→ **TEXT PROVIDED**
I have a couple of the cine styles on my camera in the 3 user defined styles. I click to those when shooting video, and occasionally, if I want a nicer pic on the back like you described, when shooting stills, I switch to one of the Canon included styles...normal or neutral usually.

Lately, since I don't show the back to people much, I just leave it on my marvels cine style all the time that way I don't accidentally end up shooting video and forget to switch to it first.

But if you don't mind remembering to shoot back and forth, just do that between your video and stills...just a couple of dial clicks to change back and forth.

HTH,

cayenne


----------



## Charlie Locke (Jun 7, 2013)

Thanks for the reply!

I understand that, shooting raw, means picture styles are obsolete. I know that. I would just like to shoot in standard for stills. And user def 1 for video. There must be a work around.

You can do it on the Canon 60D for heavens sake. Not sure why it's so difficult (if at all possible) on the 5D Mark III.

I don't want to have to keep switching, which is why I'm trying to find a solution. It's quite irritating!

Either way, thanks for your help 

Much appreciated. 

Still hoping to find an easy answer somewhere along the line though..


----------



## cayenne (Jun 8, 2013)

Charlie Locke said:


> Thanks for the reply!
> 
> I understand that, shooting raw, means picture styles are obsolete. I know that. I would just like to shoot in standard for stills. And user def 1 for video. There must be a work around.
> 
> ...



Oh..ok, I get what you're asking now.

I started with the 5D3, so that's all I know...I was wondering what was so difficult about switching...but I can see if you're used to something different.

Do you find yourself shooting video and stills a lot, switching in the same session? I usually dont'. When shooting video, I'm setting up for video. lighting, microphones on, etc. When doing stills, I'm just doing stills with filters, flashes...etc.

So, I guess I never thought of someone doing stills and video much during the same session of using the camera and having to switch back and forth.

Good luck..I dunno of a different way to do it, but I'm anxious to hear if someone else does tell how.

C


----------



## syder (Jun 8, 2013)

Set your stills setting to C1/2 and your video setting to C2/3.


----------

→ **DATA RECORDS**

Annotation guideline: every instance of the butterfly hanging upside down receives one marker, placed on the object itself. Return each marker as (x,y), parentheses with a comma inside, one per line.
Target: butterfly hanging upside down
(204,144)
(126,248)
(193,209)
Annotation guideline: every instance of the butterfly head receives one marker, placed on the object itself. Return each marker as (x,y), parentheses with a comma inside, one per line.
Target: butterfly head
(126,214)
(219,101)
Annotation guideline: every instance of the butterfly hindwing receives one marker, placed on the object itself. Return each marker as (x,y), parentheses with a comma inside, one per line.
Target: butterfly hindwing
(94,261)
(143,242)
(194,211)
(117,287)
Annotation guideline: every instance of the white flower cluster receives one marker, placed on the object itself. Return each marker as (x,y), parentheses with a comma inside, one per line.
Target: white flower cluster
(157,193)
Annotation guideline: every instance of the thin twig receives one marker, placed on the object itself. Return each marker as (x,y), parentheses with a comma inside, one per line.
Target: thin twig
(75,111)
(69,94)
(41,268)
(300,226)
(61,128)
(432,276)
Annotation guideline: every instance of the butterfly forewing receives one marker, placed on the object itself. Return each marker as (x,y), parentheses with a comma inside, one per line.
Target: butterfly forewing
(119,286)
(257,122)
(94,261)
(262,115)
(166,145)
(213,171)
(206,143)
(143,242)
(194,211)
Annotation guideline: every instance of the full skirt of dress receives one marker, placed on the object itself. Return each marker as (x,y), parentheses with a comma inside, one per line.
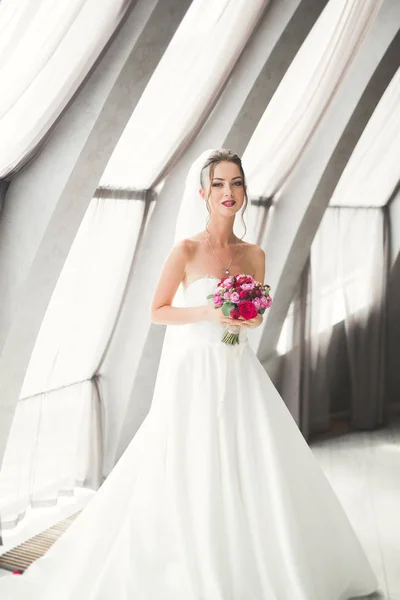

→ **REQUIRED TASK 1**
Return the passage of the picture styles thread from "Lately, since I" to "(Jun 7, 2013)".
→ **REQUIRED TASK 2**
Tell whether each statement agrees with the picture styles thread, giving yes or no and quoting the words that settle it: (a) Charlie Locke says the wanted setup can be done on the Canon 60D; (b) cayenne started with the 5D Mark II; (c) syder suggests putting the video setting on C1/2.
The listing isn't needed for anything here.

→ **PROBLEM SOLUTION 1**
Lately, since I don't show the back to people much, I just leave it on my marvels cine style all the time that way I don't accidentally end up shooting video and forget to switch to it first.

But if you don't mind remembering to shoot back and forth, just do that between your video and stills...just a couple of dial clicks to change back and forth.

HTH,

cayenne


----------



## Charlie Locke (Jun 7, 2013)

→ **PROBLEM SOLUTION 2**
(a) Yes: "You can do it on the Canon 60D for heavens sake."
(b) No: "I started with the 5D3"
(c) No: "Set your stills setting to C1/2 and your video setting to C2/3."